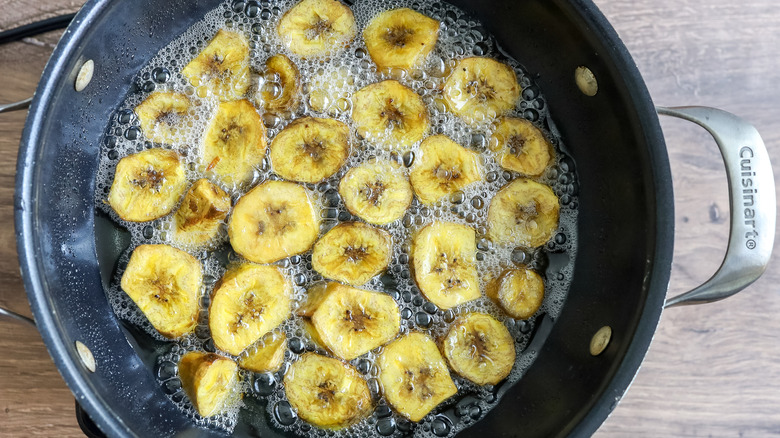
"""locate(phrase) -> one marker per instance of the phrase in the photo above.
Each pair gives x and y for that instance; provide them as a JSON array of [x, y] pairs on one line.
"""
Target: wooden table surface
==
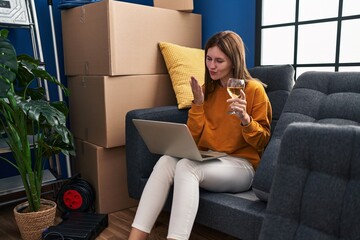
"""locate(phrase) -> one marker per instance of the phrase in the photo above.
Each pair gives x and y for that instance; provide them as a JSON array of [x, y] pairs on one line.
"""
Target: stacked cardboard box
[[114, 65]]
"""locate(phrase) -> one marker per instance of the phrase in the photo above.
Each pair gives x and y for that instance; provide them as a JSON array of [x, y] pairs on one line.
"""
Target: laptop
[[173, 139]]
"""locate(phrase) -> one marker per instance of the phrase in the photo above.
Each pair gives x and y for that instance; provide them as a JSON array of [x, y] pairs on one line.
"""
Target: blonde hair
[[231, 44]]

Exercise prompt => List each line of the records that contains the string "Target", copying every such line in full.

Answer to this exercise =>
Target: wooden table surface
Target: stacked cardboard box
Target: laptop
Target: blonde hair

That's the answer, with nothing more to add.